● **INSTRUCTIONS TO FOLLOW**
Repeat all entries below exactly as shown.

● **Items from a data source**

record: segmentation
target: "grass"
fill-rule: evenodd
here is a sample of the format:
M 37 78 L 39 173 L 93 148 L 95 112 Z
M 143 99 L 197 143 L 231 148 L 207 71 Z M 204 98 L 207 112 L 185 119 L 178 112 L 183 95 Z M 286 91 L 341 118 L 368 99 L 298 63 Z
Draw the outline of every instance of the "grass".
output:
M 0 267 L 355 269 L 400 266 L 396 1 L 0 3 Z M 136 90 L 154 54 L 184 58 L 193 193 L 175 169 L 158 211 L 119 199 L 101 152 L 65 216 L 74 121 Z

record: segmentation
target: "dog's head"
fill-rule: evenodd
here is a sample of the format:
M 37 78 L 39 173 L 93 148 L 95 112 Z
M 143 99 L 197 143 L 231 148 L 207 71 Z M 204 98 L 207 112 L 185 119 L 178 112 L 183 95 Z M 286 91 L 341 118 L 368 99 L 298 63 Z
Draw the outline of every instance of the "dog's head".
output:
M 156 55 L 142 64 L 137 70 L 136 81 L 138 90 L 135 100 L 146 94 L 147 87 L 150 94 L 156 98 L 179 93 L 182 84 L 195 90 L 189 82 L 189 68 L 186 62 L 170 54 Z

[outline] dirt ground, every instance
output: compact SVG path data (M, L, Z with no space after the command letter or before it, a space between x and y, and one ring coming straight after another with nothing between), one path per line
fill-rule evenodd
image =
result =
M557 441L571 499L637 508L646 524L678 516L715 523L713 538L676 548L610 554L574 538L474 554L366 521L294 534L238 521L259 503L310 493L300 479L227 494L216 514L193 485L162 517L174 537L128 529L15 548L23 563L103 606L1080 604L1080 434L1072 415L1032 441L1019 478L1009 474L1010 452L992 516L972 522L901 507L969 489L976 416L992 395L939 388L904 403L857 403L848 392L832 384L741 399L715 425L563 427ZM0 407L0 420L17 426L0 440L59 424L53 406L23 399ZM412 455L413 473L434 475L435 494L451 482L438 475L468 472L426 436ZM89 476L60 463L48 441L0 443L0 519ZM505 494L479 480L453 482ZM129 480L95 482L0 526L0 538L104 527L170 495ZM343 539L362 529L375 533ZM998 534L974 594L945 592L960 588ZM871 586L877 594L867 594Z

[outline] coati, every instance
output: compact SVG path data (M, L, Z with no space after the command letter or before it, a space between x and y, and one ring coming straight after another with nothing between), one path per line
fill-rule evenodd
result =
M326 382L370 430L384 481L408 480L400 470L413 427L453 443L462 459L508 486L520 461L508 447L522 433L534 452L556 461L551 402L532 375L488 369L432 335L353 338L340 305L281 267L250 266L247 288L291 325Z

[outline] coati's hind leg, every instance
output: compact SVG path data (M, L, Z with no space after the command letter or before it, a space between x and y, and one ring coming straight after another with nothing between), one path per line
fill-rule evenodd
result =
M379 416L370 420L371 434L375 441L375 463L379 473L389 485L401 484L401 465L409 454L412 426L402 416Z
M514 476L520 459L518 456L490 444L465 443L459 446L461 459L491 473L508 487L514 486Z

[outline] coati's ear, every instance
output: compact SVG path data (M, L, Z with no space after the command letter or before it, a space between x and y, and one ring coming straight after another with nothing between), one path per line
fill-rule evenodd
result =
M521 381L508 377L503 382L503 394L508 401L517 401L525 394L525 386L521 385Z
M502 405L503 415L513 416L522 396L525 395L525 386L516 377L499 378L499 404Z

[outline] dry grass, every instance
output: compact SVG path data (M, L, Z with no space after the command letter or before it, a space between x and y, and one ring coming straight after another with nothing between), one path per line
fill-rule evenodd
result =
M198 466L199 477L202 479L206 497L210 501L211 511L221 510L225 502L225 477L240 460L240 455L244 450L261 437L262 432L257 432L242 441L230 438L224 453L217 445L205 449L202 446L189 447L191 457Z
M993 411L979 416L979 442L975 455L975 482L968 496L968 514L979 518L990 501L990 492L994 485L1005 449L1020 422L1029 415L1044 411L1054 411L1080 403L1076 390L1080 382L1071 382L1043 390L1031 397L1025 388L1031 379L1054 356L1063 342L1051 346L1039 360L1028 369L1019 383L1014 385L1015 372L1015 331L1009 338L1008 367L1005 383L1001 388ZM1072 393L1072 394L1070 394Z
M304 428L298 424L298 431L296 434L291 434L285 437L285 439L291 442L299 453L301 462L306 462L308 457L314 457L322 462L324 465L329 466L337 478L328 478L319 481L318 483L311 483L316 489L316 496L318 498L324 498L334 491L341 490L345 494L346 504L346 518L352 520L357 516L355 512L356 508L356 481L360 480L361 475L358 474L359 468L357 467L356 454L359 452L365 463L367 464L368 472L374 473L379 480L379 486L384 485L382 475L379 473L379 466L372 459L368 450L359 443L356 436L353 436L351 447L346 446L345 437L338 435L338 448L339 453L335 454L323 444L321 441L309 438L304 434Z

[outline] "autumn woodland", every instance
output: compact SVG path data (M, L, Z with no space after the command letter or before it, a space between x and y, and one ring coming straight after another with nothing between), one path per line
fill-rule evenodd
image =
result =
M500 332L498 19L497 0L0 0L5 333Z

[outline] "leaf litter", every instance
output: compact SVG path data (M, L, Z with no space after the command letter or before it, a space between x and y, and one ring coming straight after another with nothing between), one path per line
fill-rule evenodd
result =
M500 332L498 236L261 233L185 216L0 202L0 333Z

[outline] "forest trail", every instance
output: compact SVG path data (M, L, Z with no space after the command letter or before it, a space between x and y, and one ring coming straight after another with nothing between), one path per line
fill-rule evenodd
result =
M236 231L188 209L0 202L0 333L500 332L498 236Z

● **YOUR SOLUTION**
record: segmentation
target: "grass"
fill-rule: evenodd
here is a sample of the format:
M 37 78 L 39 173 L 93 148 L 95 112 Z
M 143 99 L 197 143 L 231 148 L 207 71 Z M 204 98 L 207 112 L 185 119 L 178 112 L 183 95 Z M 286 91 L 341 118 L 368 99 L 298 63 Z
Draw the outline of every instance of the "grass".
output:
M 0 267 L 355 269 L 400 266 L 396 1 L 0 3 Z M 136 90 L 154 54 L 184 58 L 193 193 L 175 169 L 158 211 L 119 199 L 101 152 L 65 216 L 74 121 Z

record: segmentation
target: "dog's head"
fill-rule: evenodd
here is a sample of the format:
M 37 78 L 39 173 L 93 148 L 95 112 Z
M 143 99 L 197 143 L 231 148 L 207 71 Z M 204 98 L 207 112 L 185 119 L 178 112 L 183 95 Z M 286 91 L 341 118 L 368 99 L 298 63 Z
Draw the outline of every instance of the "dog's head".
output:
M 156 55 L 142 64 L 137 70 L 136 81 L 138 90 L 135 100 L 146 94 L 147 87 L 150 94 L 156 98 L 179 93 L 182 84 L 195 90 L 189 82 L 189 68 L 186 62 L 170 54 Z

[outline] dirt ground, every instance
output: compact SVG path data (M, L, Z with no space after the command letter or before it, a space between x and y, and one ring coming straight after another with nothing between), one path per line
fill-rule evenodd
image =
result =
M557 441L571 499L637 508L646 524L678 516L715 523L713 538L676 548L610 554L574 538L474 554L366 521L294 534L238 521L259 503L310 493L300 479L227 494L216 514L193 485L162 517L174 537L128 529L15 548L23 563L103 606L1080 604L1080 434L1072 415L1032 441L1019 478L1009 474L1010 452L992 516L972 522L901 507L969 489L976 416L992 395L939 388L904 403L857 403L848 392L832 384L741 399L715 425L563 427ZM0 407L0 420L17 426L0 440L59 424L53 406L23 399ZM412 455L413 473L434 475L435 494L451 482L438 475L468 472L426 436ZM89 476L60 463L48 441L0 443L0 519ZM505 494L479 480L453 482ZM129 480L95 482L0 526L0 538L104 527L170 495ZM343 539L362 529L375 533ZM998 534L974 594L945 592L960 588ZM871 586L877 594L867 594Z

[outline] coati, every instance
output: compact SVG path data (M, L, Z with no space after the command letter or before it, a space between x and y, and one ring coming straight after another with nothing between), one path per line
fill-rule evenodd
result =
M326 382L370 430L384 481L408 480L400 470L413 427L453 443L462 459L508 486L520 461L508 447L522 433L534 452L556 461L551 402L532 375L488 369L432 335L353 338L340 305L281 267L250 266L247 288L291 325Z

[outline] coati's hind leg, every instance
output: compact SVG path data (M, L, Z with no space after the command letter or before it, a space between x and y, and one ring coming straight after another with nothing between), one path per line
fill-rule evenodd
result =
M379 416L370 420L371 434L375 441L375 463L379 473L389 485L401 484L401 465L409 454L412 426L402 416Z
M514 476L520 459L518 456L490 444L465 443L459 446L461 459L491 473L508 487L514 486Z

[outline] coati's ear, every instance
output: compact SVG path data (M, L, Z with no space after the command letter or before it, a space between x and y, and one ring coming straight after another with nothing between), one path per line
fill-rule evenodd
result =
M521 381L508 377L503 382L503 394L508 401L517 401L525 394L525 386L521 385Z
M502 405L503 415L513 416L522 396L525 395L525 386L516 377L499 378L499 404Z

[outline] dry grass, every instance
output: compact SVG path data (M, L, Z with no space after the command letter or before it, a space between x and y, and one ring coming straight after another with nothing between), one path per line
fill-rule evenodd
result =
M198 466L199 477L202 479L206 497L210 501L211 511L221 510L225 502L225 477L240 460L240 455L244 450L261 437L262 432L257 432L242 441L230 438L224 453L217 445L205 449L202 446L189 447L191 457Z
M993 411L979 416L979 442L975 455L975 482L968 496L968 514L979 518L990 501L990 492L994 485L1005 449L1020 422L1029 415L1044 411L1054 411L1080 403L1076 390L1080 382L1071 382L1043 390L1031 397L1025 388L1031 379L1054 356L1063 342L1051 346L1039 360L1028 369L1019 383L1014 385L1015 372L1015 331L1009 338L1008 367L1005 383L1001 388ZM1072 393L1072 394L1070 394Z
M304 428L298 424L298 431L296 434L291 434L285 437L285 439L291 442L299 453L301 462L306 462L308 457L314 457L322 462L324 465L329 466L337 478L328 478L319 481L318 483L311 483L316 489L316 496L318 498L324 498L334 491L341 490L345 494L346 504L346 518L352 520L357 516L355 512L356 508L356 481L360 480L361 475L358 474L359 468L357 467L356 454L359 452L365 463L367 464L368 472L374 473L379 480L379 486L384 485L382 475L379 473L379 466L372 459L368 450L359 443L356 436L353 436L351 447L346 446L345 437L338 435L338 448L339 453L335 454L323 444L321 441L309 438L304 434Z

[outline] "autumn woodland", every instance
output: compact SVG path data (M, L, Z with no space after the command letter or before it, a space between x and y, and one ring coming straight after another with nothing between), one path per line
fill-rule evenodd
image =
result =
M500 332L498 19L497 0L0 0L5 333Z

[outline] "leaf litter", every instance
output: compact SVG path data (M, L, Z with no space after the command letter or before it, a space between x and y, and one ring coming straight after another with nothing between), one path per line
fill-rule evenodd
result =
M500 332L498 236L261 233L185 216L0 202L0 333Z

[outline] "forest trail", every instance
output: compact SVG path data (M, L, Z with no space after the command letter or before it, a space between x and y, and one ring coming straight after another with nothing between), one path per line
fill-rule evenodd
result =
M236 231L188 209L0 202L0 333L500 332L498 236Z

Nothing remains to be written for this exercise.